Exercise brief:
Copy the material below line for line, changing nothing.
------ Information shown
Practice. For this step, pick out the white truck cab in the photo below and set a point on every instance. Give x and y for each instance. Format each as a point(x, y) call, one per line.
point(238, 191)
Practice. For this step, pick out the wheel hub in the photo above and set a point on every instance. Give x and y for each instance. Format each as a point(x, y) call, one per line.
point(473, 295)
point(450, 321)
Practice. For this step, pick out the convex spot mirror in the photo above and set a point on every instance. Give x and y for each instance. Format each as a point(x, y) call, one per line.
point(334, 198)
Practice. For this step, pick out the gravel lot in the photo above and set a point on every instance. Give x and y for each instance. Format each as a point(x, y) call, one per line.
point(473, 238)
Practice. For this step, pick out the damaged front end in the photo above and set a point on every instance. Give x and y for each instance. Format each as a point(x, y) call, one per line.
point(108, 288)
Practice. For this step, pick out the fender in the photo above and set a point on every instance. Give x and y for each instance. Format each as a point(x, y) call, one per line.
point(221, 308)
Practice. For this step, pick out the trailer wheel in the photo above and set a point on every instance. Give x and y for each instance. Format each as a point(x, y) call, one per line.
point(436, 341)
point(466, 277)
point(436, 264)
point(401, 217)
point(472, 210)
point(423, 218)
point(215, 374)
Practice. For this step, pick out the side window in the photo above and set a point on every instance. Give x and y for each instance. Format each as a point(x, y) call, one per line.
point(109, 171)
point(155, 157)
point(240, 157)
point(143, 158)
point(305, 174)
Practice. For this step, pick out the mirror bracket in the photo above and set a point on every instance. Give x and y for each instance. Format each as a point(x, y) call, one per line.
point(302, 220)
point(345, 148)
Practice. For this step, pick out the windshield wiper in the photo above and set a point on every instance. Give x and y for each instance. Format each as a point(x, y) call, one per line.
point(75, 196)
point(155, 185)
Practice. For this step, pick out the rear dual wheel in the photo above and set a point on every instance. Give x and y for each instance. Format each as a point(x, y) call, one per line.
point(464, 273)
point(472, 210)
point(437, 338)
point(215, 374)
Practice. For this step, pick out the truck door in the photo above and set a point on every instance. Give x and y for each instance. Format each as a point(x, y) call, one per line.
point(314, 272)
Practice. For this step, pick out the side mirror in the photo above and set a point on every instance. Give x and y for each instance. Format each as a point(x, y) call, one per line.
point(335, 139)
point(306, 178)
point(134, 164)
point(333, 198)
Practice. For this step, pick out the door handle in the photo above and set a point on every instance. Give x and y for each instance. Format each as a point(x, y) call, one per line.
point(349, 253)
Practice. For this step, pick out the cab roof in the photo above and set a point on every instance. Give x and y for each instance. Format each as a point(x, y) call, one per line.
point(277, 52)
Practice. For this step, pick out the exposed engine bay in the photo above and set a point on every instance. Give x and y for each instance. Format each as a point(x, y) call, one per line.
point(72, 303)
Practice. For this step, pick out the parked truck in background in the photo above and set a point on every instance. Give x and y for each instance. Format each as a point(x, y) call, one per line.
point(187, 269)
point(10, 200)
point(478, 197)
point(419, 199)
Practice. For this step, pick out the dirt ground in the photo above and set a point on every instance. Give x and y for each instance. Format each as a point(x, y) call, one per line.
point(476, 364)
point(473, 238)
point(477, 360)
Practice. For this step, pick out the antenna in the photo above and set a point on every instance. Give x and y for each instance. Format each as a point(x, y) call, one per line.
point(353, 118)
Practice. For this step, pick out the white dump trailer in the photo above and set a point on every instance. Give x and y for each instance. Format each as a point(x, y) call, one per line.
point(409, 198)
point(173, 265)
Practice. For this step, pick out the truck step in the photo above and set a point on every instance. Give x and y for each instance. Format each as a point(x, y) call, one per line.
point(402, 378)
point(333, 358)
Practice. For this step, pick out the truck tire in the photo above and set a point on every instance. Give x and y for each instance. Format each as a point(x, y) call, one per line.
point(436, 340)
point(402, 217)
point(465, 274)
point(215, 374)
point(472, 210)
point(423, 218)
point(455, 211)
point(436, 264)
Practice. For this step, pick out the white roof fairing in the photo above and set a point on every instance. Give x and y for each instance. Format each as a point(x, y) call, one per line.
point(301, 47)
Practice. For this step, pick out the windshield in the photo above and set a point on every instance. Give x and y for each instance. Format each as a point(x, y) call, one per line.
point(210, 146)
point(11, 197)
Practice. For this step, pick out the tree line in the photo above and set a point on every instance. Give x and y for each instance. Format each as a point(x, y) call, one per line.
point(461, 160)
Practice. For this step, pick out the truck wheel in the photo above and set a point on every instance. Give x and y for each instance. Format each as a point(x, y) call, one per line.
------------
Answer to the task:
Practice. For this step, pick out the white truck cab in the photo below and set a point on every instance. Give x and y for each instance. Format each as a point(x, y) call, one per line.
point(238, 191)
Practice. For this step, pick out the wheel hub in the photo above and set a point on every instance. Give x and y for each instance. Format each as a point(x, y) call, one per line.
point(473, 295)
point(450, 321)
Practice. For this step, pick out the convex spot mirror in the photo above and set a point on every instance. Give x and y for each instance. Format each as a point(x, y) call, one per line.
point(334, 198)
Practice. For this step, pick out the gravel lot in the photo above and set a point on every instance. Give x and y for each instance. Format each as a point(x, y) call, one per line.
point(473, 238)
Practice. For this step, pick out the damaged front end in the photo above and set a point on every instance. Give x and y for each instance. Format each as a point(x, y) call, one per line.
point(108, 288)
Practice. For this step, pick out the fender in the photo above and set a point on every instance. Give x and y for each instance. Format each as a point(x, y) call, one per line.
point(221, 308)
Practice. For this step, pick out the trailer wheel in the photo above and set a point on every instance. Give x and y for each instance. Format each as a point(x, y) call, one per line.
point(436, 341)
point(466, 277)
point(436, 264)
point(401, 217)
point(472, 210)
point(423, 218)
point(215, 374)
Practice. For this step, pick out the side window in the photo above and set a point on every instance. Give x and y for each instance. Format each as a point(x, y) call, one per line.
point(109, 171)
point(155, 157)
point(240, 157)
point(143, 158)
point(305, 174)
Practice. For this step, pick out the mirror bracket in the photo above and set a point on every instance. Give x and y for each instance. Format each as a point(x, y) call, one per line.
point(302, 220)
point(345, 148)
Practice. For this step, pick out the windshield wiper in the photo above and set a point on every instance. Give x and y for each instance. Format each as a point(x, y) call, one per line.
point(75, 196)
point(155, 185)
Practice. For this step, pick out the rear dual wheel in the photo above and set a point on every instance. Give x and y for each instance. Format each as a point(x, y) call, one per line.
point(464, 273)
point(472, 210)
point(437, 338)
point(215, 374)
Practice. For this step, pick out the truck door in the photo above and set a point on every instance. Give x and y for each instance. Format each as a point(x, y) call, one per line.
point(314, 272)
Practice. For this step, pick out the side mirror in the photo above and set a point on every instance. Give x and y for each instance. Format each as a point(x, y) call, one per line.
point(335, 139)
point(306, 178)
point(134, 164)
point(333, 198)
Practice. For this step, pick out the door handle in the photo above and set a point on every instance. Give x and y for each instance. Format each as a point(x, y) call, one per line.
point(349, 253)
Practice. For this step, pick out the cab roof in the photo above and set a point on every instance. Give x and y for each instance. Format each as a point(x, y) call, one per line.
point(277, 52)
Practice. For this step, pick out the exposed engine bay in the photo above and set a point on every instance. Give x and y for each instance. Format each as a point(x, y) call, one per line.
point(72, 303)
Practice. For this step, pick out the parked truck in background in the photo above and set a point on every instance. Give x and y for each instance. Format each as a point(x, y) call, one per line.
point(187, 269)
point(10, 200)
point(478, 197)
point(419, 199)
Practice. For this step, pick out the dirt ground in the photo above and set a point on every instance. Give x and y for each instance. Format each as a point(x, y) call, one per line.
point(476, 364)
point(473, 238)
point(477, 360)
Practice. For this step, pick out the antenna in the photo above and set a point on every instance. Give x and y for each instance. Format each as a point(x, y) call, one per line.
point(353, 118)
Practice. For this step, pick out the white dump trailer in the photo above and set a point on every instance. Give x and y for each instance. Format each as a point(x, y) call, one per line.
point(409, 198)
point(173, 265)
Practice. For this step, pick out the truck step in the photo above and set a point on every instance. Give x and y for each instance. Format each as a point(x, y) call, one per line.
point(402, 378)
point(333, 358)
Practice. For this step, pick out the truck tire in the photo above and set a point on every instance. Give x and y for each instance. Format each as a point(x, y) call, one per line.
point(436, 340)
point(402, 217)
point(465, 274)
point(215, 374)
point(472, 210)
point(423, 218)
point(455, 211)
point(436, 264)
Practice. For this step, pick out the white roof fairing in the photo above and set a point on every instance. Give x and y for each instance. Format each as a point(x, y) call, one per line.
point(301, 47)
Practice. For this step, pick out the windshield in the photo above and set a point on every instance. Give x and y for each instance. Format each as a point(x, y) call, one per line.
point(210, 146)
point(11, 197)
Practice. For this step, pick out the tree line in the photo above and set a point on every instance. Give x and y for each instance. Format each as a point(x, y) call, one per line.
point(461, 160)
Practice. For this step, pick out the truck wheel in the photo above and set a point on every instance. Give x and y for each instance. Format each as a point(x, y) call, one per line.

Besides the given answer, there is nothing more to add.